### TASK OBJECTIVE
Start to finish, copy the data exactly.

### LISTED RECORDS

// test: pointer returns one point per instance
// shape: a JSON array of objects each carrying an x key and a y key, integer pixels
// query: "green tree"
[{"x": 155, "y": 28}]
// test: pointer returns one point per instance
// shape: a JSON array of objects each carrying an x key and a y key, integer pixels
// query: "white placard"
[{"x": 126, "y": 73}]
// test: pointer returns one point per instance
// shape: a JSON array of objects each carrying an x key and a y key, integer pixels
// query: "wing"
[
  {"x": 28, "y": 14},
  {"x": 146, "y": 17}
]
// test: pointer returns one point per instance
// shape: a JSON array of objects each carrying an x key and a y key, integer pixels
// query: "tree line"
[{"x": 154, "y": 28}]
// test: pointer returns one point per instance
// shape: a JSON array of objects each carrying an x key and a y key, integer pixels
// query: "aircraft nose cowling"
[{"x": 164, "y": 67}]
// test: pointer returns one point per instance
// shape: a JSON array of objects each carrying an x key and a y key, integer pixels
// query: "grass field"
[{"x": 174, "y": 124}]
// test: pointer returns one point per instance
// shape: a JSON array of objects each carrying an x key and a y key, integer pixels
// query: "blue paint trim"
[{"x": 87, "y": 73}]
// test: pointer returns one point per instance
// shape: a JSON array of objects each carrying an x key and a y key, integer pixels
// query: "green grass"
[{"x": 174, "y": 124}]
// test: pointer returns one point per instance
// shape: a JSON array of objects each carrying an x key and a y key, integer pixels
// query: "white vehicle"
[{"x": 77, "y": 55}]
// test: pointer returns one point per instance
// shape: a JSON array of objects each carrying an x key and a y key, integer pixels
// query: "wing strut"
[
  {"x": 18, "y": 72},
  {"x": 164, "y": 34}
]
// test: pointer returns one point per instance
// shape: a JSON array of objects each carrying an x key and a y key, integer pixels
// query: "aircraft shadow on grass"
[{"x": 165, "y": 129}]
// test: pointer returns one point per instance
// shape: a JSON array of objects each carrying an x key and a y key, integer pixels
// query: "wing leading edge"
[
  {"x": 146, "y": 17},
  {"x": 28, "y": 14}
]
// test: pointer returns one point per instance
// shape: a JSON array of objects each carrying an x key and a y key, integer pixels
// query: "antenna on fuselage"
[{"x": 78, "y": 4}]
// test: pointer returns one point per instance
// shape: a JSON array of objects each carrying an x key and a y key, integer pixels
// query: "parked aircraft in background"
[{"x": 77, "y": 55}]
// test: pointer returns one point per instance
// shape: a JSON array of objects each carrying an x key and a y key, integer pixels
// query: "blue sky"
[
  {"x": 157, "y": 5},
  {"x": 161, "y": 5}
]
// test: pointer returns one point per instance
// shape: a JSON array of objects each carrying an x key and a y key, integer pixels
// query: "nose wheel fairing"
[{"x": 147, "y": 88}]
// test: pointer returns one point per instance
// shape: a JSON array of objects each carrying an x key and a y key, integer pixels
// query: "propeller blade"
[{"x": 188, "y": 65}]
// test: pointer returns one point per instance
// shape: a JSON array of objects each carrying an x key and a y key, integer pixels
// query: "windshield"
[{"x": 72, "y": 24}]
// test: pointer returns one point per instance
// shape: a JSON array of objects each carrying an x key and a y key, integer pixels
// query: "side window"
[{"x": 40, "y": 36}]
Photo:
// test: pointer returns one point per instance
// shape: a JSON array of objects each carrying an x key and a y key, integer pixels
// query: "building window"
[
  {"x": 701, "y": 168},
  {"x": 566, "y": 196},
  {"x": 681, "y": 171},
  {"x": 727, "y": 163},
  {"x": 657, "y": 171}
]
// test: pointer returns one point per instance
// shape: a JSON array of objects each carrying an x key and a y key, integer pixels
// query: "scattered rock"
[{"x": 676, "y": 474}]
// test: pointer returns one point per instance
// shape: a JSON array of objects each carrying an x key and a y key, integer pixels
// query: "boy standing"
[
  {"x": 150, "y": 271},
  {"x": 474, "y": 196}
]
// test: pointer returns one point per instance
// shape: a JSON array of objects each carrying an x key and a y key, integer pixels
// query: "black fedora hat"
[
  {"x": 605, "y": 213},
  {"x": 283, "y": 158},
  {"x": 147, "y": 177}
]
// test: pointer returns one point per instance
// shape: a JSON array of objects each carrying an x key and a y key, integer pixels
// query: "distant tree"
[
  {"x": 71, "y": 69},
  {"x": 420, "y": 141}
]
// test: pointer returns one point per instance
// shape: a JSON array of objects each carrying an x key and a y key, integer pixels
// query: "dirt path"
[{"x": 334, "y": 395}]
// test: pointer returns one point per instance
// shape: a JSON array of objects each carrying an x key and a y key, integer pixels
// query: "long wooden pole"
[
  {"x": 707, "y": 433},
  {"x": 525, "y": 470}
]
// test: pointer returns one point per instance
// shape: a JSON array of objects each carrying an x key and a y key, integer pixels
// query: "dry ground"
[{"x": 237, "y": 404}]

### EXERCISE OUTPUT
// test: pointer returns one point per instance
// shape: a JSON array of objects each carrying an x key and a y key, integer pixels
// query: "green tree"
[{"x": 155, "y": 28}]
// test: pointer returns one point per instance
// shape: a JSON array of objects each carrying an x key and a y key, integer pixels
// query: "white placard"
[{"x": 126, "y": 73}]
// test: pointer returns one point per instance
// shape: a JSON array of objects each carrying an x key and a y key, integer pixels
// query: "wing"
[
  {"x": 28, "y": 14},
  {"x": 146, "y": 17}
]
// test: pointer returns one point per instance
// shape: a JSON array of objects each carrying an x key and a y key, integer pixels
// query: "tree line"
[{"x": 154, "y": 28}]
// test: pointer returns one point per instance
// shape: a JSON array of objects each carrying an x key and a y key, integer pixels
// query: "aircraft nose cowling"
[{"x": 164, "y": 67}]
// test: pointer returns one point per instance
// shape: a JSON array of objects each carrying an x key and a y key, integer pixels
// query: "grass field"
[{"x": 174, "y": 124}]
// test: pointer returns one point per instance
// shape: a JSON array of objects each carrying an x key and a y key, integer pixels
// query: "blue paint trim"
[{"x": 87, "y": 73}]
// test: pointer returns one point per instance
// shape: a JSON array of objects each carrying an x key and a y key, integer pixels
// query: "green grass"
[{"x": 174, "y": 124}]
// test: pointer returns one point per instance
// shape: a JSON array of objects each carrying an x key and a y key, integer pixels
// query: "white vehicle"
[{"x": 77, "y": 55}]
// test: pointer returns one point per instance
// shape: a JSON array of objects each carrying an x key and a y key, integer pixels
// query: "wing strut"
[
  {"x": 18, "y": 72},
  {"x": 164, "y": 34}
]
// test: pointer returns one point per instance
// shape: a JSON array of objects each carrying an x key and a y key, integer pixels
// query: "aircraft shadow on grass"
[{"x": 165, "y": 129}]
// test: pointer returns one point per instance
// shape: a JSON array of objects each carrying an x key and a y key, integer pixels
// query: "wing leading edge"
[
  {"x": 146, "y": 17},
  {"x": 28, "y": 14}
]
// test: pointer returns one point per instance
// shape: a JSON array of objects each carrying an x key and a y key, integer pixels
// query: "antenna on fuselage"
[{"x": 78, "y": 4}]
// test: pointer returns one point per instance
// shape: a JSON array of objects each carrying an x key and a y key, integer pixels
// query: "parked aircraft in background"
[{"x": 77, "y": 55}]
// test: pointer returns one point per instance
// shape: a JSON array of objects each carrying an x key and a y key, integer pixels
// query: "blue sky"
[
  {"x": 157, "y": 5},
  {"x": 161, "y": 5}
]
// test: pointer returns one point per instance
// shape: a JSON array of objects each carrying an x key and a y key, integer pixels
// query: "nose wheel fairing"
[{"x": 147, "y": 88}]
// test: pointer returns one point per instance
// shape: a JSON array of objects each carrying an x key and a y key, integer pixels
// query: "propeller blade"
[{"x": 188, "y": 65}]
// test: pointer returns one point per instance
// shape: a JSON array of objects each carrying an x key and a y key, integer pixels
// query: "windshield"
[{"x": 72, "y": 24}]
// test: pointer returns one point per instance
// shape: a JSON array of objects each carrying an x key and a y key, integer pixels
// query: "side window"
[{"x": 40, "y": 36}]
Photo:
// test: pointer returns one point per instance
// shape: a JSON array of objects each carrying an x key and a y key, integer pixels
// query: "building window"
[
  {"x": 701, "y": 168},
  {"x": 566, "y": 196},
  {"x": 681, "y": 171},
  {"x": 727, "y": 163},
  {"x": 657, "y": 171}
]
// test: pointer returns one point per instance
// shape: a JSON array of objects each carrying an x key and a y key, integer pixels
// query: "scattered rock"
[{"x": 676, "y": 474}]
// test: pointer returns one point per instance
// shape: a JSON array of objects each carrying an x key and a y key, integer pixels
// query: "boy standing"
[
  {"x": 150, "y": 271},
  {"x": 474, "y": 196}
]
// test: pointer returns one point per instance
// shape: a JSON array of objects each carrying an x key and a y key, integer pixels
// query: "black fedora hat"
[
  {"x": 605, "y": 213},
  {"x": 283, "y": 158},
  {"x": 147, "y": 177}
]
// test: pointer returns one point per instance
// shape: a JSON array of objects each carrying an x key and a y key, integer pixels
// query: "distant tree"
[
  {"x": 71, "y": 69},
  {"x": 420, "y": 141}
]
// test: pointer returns one point per instance
// shape: a JSON array of objects each carrying an x key and a y key, integer pixels
// query: "dirt path"
[{"x": 334, "y": 395}]
// test: pointer returns one point per instance
// shape: a JSON array of objects each carrying an x key and a y key, integer pixels
// query: "long wooden pole"
[
  {"x": 707, "y": 433},
  {"x": 525, "y": 470}
]
// test: pointer returns one point per instance
// shape: a JSON array of objects each carrying an x key and a y key, integer pixels
// query: "dry ground"
[{"x": 237, "y": 404}]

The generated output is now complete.